WHAT IS NEEDED
Return all the entries below exactly, except for the images they hold.

Region pointing data:
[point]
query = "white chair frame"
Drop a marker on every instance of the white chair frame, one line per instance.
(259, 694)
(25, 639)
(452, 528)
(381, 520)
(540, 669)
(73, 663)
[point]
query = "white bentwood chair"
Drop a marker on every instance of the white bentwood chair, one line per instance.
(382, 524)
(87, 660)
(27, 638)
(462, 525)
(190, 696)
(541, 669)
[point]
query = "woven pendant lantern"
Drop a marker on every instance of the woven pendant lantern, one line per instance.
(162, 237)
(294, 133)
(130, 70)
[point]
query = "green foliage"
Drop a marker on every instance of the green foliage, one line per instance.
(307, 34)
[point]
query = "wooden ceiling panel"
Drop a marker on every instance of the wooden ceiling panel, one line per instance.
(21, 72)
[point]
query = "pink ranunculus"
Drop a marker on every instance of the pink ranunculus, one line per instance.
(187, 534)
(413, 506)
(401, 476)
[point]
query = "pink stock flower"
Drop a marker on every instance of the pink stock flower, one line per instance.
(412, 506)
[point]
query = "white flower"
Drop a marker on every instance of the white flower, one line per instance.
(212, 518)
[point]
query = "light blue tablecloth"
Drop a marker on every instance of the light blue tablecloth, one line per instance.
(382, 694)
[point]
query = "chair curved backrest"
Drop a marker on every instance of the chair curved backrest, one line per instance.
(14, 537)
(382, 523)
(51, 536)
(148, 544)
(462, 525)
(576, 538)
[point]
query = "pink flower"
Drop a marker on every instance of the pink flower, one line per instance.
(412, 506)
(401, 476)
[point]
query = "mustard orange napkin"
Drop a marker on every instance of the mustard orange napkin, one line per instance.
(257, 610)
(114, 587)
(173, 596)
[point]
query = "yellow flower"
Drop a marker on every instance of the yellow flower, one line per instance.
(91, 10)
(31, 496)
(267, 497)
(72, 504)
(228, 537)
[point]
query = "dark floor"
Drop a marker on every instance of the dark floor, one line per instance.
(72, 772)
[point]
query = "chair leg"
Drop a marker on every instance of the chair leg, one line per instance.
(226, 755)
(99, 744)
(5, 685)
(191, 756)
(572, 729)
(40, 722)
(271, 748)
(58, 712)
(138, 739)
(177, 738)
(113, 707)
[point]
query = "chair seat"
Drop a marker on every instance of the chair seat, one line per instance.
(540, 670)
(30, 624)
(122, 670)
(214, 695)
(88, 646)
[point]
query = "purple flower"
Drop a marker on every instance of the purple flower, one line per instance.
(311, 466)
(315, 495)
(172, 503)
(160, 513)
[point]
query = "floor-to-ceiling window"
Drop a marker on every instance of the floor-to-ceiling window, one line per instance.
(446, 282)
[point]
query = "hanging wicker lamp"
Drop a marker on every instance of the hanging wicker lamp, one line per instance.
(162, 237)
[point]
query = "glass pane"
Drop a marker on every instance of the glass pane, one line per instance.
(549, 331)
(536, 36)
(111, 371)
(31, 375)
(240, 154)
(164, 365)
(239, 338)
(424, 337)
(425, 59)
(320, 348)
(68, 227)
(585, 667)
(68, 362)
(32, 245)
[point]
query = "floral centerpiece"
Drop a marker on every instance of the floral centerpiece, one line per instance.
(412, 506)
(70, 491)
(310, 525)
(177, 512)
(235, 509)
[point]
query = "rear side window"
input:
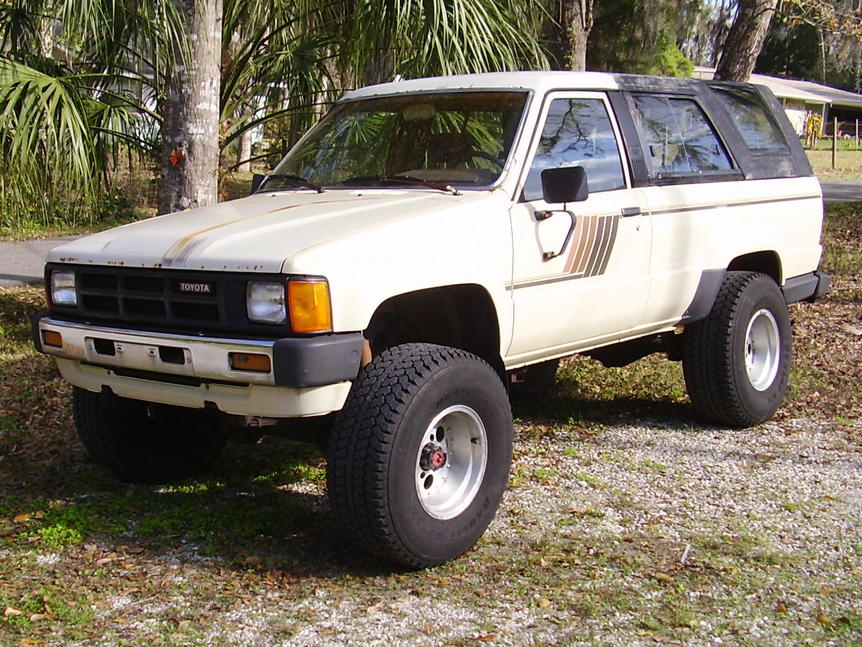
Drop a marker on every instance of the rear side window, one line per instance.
(759, 131)
(678, 138)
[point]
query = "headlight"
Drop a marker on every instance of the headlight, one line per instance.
(63, 291)
(265, 302)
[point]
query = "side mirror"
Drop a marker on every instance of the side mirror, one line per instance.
(565, 184)
(256, 180)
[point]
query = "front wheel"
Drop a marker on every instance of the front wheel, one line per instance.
(737, 361)
(419, 456)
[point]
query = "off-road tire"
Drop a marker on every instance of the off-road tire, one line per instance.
(375, 469)
(749, 319)
(143, 442)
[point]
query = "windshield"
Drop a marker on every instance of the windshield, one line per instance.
(457, 138)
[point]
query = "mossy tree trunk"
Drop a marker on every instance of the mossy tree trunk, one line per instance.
(190, 111)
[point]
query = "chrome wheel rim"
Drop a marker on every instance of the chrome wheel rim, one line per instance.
(451, 462)
(762, 350)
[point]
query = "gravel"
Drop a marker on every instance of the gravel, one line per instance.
(623, 535)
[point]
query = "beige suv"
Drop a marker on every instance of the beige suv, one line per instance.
(428, 246)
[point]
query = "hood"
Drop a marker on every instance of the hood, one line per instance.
(256, 234)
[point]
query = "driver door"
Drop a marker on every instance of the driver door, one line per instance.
(580, 273)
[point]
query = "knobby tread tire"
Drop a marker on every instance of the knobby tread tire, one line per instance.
(713, 361)
(125, 437)
(365, 432)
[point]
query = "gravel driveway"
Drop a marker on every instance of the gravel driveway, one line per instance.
(657, 533)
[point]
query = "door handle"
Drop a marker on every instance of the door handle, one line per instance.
(546, 256)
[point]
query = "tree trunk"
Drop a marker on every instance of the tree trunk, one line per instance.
(245, 152)
(190, 114)
(576, 21)
(745, 40)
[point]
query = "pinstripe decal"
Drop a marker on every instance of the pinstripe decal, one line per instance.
(612, 237)
(591, 247)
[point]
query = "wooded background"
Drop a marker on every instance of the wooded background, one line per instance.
(100, 98)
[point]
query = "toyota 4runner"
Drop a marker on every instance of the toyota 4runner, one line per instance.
(428, 246)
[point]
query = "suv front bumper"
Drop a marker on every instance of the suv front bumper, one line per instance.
(308, 376)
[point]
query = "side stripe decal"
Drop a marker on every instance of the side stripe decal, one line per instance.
(592, 245)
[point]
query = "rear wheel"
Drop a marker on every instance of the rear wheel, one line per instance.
(737, 361)
(419, 456)
(145, 442)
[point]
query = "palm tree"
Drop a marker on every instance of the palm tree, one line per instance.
(82, 80)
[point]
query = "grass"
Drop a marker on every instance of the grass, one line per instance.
(85, 559)
(848, 162)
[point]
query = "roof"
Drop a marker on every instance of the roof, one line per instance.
(537, 81)
(807, 91)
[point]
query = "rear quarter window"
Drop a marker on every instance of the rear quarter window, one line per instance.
(759, 131)
(679, 140)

SOLUTION TO THIS EXERCISE
[point]
query = "white chair frame"
Drop a marker on every instance of the white chair frame, one line per instance.
(259, 694)
(25, 639)
(452, 528)
(381, 520)
(540, 669)
(73, 663)
[point]
query = "white bentwood chair"
Drop a marker on every instance of the white bentwood chair, one line per instance.
(382, 524)
(87, 660)
(27, 638)
(462, 525)
(190, 696)
(541, 669)
[point]
query = "woven pendant lantern"
Drop a marker on every instance of the woven pendant lantern, one line per instance.
(162, 237)
(294, 133)
(130, 70)
[point]
query = "green foliage"
Drop a marker on every instance of the green foliage, one line per instance.
(307, 34)
[point]
query = "wooden ceiling panel"
Drop a marker on every instance of the wooden ceiling panel, one line per instance.
(21, 72)
[point]
query = "pink ranunculus"
Drop a marker on every instance of the pink ranunculus, one line per instance.
(187, 534)
(413, 506)
(401, 476)
[point]
query = "pink stock flower"
Drop a marker on every instance of the pink stock flower, one line per instance.
(412, 506)
[point]
query = "white flower"
Drop a marker on every instance of the white flower, one line per instance.
(212, 518)
[point]
query = "light blue tablecloth"
Drop a marker on every instance of the light blue tablecloth, one line per instance.
(382, 694)
[point]
query = "chair curved backrest"
Drop a marker on every instance of the chair curved backrest, one line per instance.
(14, 537)
(382, 523)
(51, 536)
(148, 544)
(462, 525)
(576, 538)
[point]
query = "pink flower"
Drop a marker on every instance of the pink flower, one line per instance.
(412, 506)
(401, 476)
[point]
query = "mustard orange napkin"
Drop a marker on every instance of the mustard orange napkin, one line per instance.
(257, 610)
(114, 587)
(173, 596)
[point]
query = "yellow flower"
Drop a marker on every instance of the yellow flower, one line per instance.
(91, 10)
(31, 496)
(267, 497)
(72, 504)
(228, 537)
[point]
query = "dark floor"
Drop a marker on every instance of the dark floor, one line per instance.
(72, 772)
[point]
query = "chair leg"
Drop a marker on every instance of the chair leg, one line per instance.
(226, 755)
(99, 744)
(5, 685)
(191, 756)
(572, 729)
(40, 722)
(271, 748)
(58, 712)
(138, 739)
(177, 738)
(113, 707)
[point]
query = "chair seat"
Drop a marker on every instance of the chair seat, one line per instance.
(540, 670)
(30, 624)
(122, 670)
(214, 695)
(88, 646)
[point]
query = "purple flower"
Drop a marker on every instance of the purple flower, one line per instance.
(311, 466)
(315, 495)
(172, 503)
(160, 513)
[point]
query = "floor-to-ceiling window"
Drop a marker on every instance of the floor-to-ceiling window, one line per instance.
(446, 282)
[point]
query = "hanging wicker lamp"
Drop a marker on every instance of the hanging wicker lamp, one line per instance.
(162, 237)
[point]
query = "glass pane"
Drop a marker on every instance of the glass pane, one line per instance.
(549, 331)
(536, 36)
(111, 371)
(31, 375)
(240, 154)
(164, 365)
(239, 338)
(424, 337)
(425, 59)
(320, 348)
(68, 227)
(585, 667)
(68, 362)
(32, 245)
[point]
query = "floral centerpiece"
Drop a marker on every instance of the floral centerpiece, one line per instance.
(412, 506)
(70, 491)
(310, 525)
(177, 512)
(235, 509)
[point]
query = "rear side window"
input:
Drop a marker on every instance of the rear side window, one line per instance.
(759, 131)
(678, 138)
[point]
query = "headlight"
Drop a marker on every instance of the headlight, one line per instance.
(63, 291)
(265, 302)
[point]
query = "side mirror"
Drop a marker on every instance of the side mirror, one line per instance.
(565, 184)
(256, 180)
[point]
query = "front wheel"
Drop a marker on every instance of the front wheel, one line per instance.
(737, 361)
(419, 456)
[point]
query = "off-road tire"
Drop a marker on every instance of the off-road tire, one line per instance.
(375, 469)
(749, 319)
(143, 442)
[point]
query = "windshield"
Drop a marker on every instance of the windshield, one line per instance.
(457, 138)
[point]
query = "mossy tree trunk"
Drop a marker on every instance of the mossy tree trunk, one line per instance.
(190, 111)
[point]
query = "chrome wheel rim"
Drop a marker on every instance of the chrome wheel rim, one line per instance.
(451, 462)
(762, 350)
[point]
query = "gravel"
Drop a marker on every instance of the gravel, one line per instance.
(623, 535)
[point]
query = "beige suv"
Drop a marker on every instance of the beige suv, one line per instance.
(428, 246)
[point]
query = "hood"
Drop a marker on every instance of the hood, one line per instance.
(256, 234)
[point]
query = "driver door"
Drop a marker on every instance of the driver door, one line per instance.
(580, 273)
[point]
query = "knobby tread tire"
Drop a marker on every instance of the knobby tread tire, one line per instance.
(713, 361)
(125, 437)
(365, 432)
[point]
query = "gravel driveway"
Drop a marker on every instance of the gravel driveway, one line per instance.
(657, 533)
[point]
query = "door handle"
Drop a marker on every instance of the door handle, one line per instance.
(546, 256)
[point]
query = "tree trunk"
Drop a marker on every instance of the tree trunk, one line per instance.
(245, 152)
(190, 114)
(576, 21)
(745, 40)
[point]
query = "pinstripe decal"
Drop a marker on every instance of the pinstripe decal, one line per instance.
(612, 237)
(591, 247)
[point]
query = "wooded background"
Drop a marker on every instance of the wooded background, one line per instance.
(100, 98)
[point]
query = "toyota 4runner"
Drop a marker on every instance of the toyota 4runner, one line per instance.
(428, 246)
[point]
query = "suv front bumper"
Drop a marker on every instance of the suv front bumper, one line per instance.
(308, 376)
[point]
query = "side stripe decal"
Drop a marker on every instance of the side stripe decal, one line per instance.
(592, 245)
[point]
query = "rear wheel"
Drop a marker on every instance of the rear wheel, one line per instance.
(737, 361)
(419, 456)
(145, 442)
[point]
query = "palm tree"
Drop a marker on every instance of the palm tree, one line per instance.
(82, 80)
[point]
query = "grass"
Drop a marker on every instance of the grass, one line per instance.
(85, 559)
(848, 162)
[point]
query = "roof"
Drop a marker on every instance of the roof, one line per instance.
(537, 81)
(807, 91)
[point]
query = "rear quarter window"
Drop a marker on every instance of the rear quarter window, one line per instance.
(759, 131)
(679, 140)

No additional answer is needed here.